## Boundary annotation rows
=====

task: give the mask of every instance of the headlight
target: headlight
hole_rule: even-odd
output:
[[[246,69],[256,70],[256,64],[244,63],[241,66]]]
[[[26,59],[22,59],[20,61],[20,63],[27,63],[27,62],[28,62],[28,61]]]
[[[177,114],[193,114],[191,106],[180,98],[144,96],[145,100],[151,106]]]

=====

## To do
Reproduce every row above verbatim, keeping each line and character unchanged.

## Task result
task: give the mask of every instance of the headlight
target: headlight
hole_rule: even-odd
output:
[[[246,69],[256,70],[256,64],[244,63],[241,66]]]
[[[26,59],[22,59],[20,61],[20,63],[27,63],[27,62],[28,62],[28,61]]]
[[[177,114],[193,114],[191,106],[180,98],[144,96],[145,100],[151,106]]]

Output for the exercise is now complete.